Point placement records

## start

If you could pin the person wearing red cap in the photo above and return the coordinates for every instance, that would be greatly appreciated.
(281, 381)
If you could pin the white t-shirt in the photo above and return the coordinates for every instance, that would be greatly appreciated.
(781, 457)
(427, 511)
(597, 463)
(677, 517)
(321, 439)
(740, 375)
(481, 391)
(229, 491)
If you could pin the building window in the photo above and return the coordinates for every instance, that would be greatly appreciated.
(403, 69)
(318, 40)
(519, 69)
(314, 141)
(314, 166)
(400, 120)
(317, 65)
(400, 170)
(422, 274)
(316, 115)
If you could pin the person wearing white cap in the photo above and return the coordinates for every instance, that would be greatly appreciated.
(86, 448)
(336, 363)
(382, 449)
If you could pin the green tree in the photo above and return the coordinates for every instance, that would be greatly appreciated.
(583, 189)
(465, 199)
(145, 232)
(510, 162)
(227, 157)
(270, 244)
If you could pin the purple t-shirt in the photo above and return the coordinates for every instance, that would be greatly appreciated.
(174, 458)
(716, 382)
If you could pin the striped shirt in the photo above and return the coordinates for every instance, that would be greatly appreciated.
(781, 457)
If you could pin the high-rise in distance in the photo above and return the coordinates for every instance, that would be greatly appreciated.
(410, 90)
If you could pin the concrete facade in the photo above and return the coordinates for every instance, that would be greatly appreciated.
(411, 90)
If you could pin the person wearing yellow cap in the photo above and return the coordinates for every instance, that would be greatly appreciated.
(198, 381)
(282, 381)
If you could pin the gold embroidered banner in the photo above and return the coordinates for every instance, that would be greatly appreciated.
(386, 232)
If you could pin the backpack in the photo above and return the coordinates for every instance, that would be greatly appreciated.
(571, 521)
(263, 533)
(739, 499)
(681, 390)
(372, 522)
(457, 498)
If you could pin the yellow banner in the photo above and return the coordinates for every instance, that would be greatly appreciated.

## end

__What to produce__
Repeat the data precisely, reproducing every entry.

__Exercise output__
If you could pin the person wearing red cap in the photo above and return the coordinates for every instance, that would be greatly appreciated.
(281, 381)
If you could pin the white t-shirt in the photo above and return the coordinates for every instance, that would be greatly appreciated.
(781, 457)
(427, 511)
(597, 463)
(677, 517)
(321, 439)
(740, 375)
(481, 391)
(229, 491)
If you could pin the building window in the photo above and return the coordinates for every instance, that would be greatly appreciated.
(403, 69)
(318, 40)
(519, 69)
(314, 141)
(314, 166)
(400, 120)
(317, 65)
(400, 170)
(422, 274)
(316, 115)
If you could pin the person wearing white cap in the photo above and return the coordinates for every instance, that would be greatly appreciated.
(86, 448)
(336, 363)
(382, 449)
If you could pin the green tree in the photo above and return the coordinates for every instance, that would be greatly appreciated.
(583, 189)
(465, 199)
(145, 232)
(510, 162)
(227, 157)
(270, 244)
If you could pin the purple t-shirt in the photo above and return the coordinates for every instance, that would be greatly appreciated.
(174, 458)
(716, 382)
If you could pin the striped shirt in the photo above and return the coordinates for every instance, that would be greatly appreciated.
(781, 457)
If you could pin the high-rise in distance in the photo above and return the coordinates for every instance, that would be greatly appreciated.
(410, 90)
If you could pin the concrete facade in the photo above and return the coordinates for every instance, that would be greatly appreciated.
(411, 90)
If you could pin the person wearing yellow cap in the photo above and return the coordinates for every instance, that would be greatly appreciated.
(198, 381)
(282, 381)
If you could pin the gold embroidered banner in the photo above and return the coordinates for every instance, that would be greatly appreciated.
(386, 232)
If you could pin the backpack in the photo above and return the coordinates for every instance, that would be greatly appreciated.
(571, 521)
(263, 533)
(739, 499)
(681, 390)
(372, 522)
(457, 498)
If you could pin the yellow banner in the photo above and return the coordinates for every instance, that would be greatly appreciated.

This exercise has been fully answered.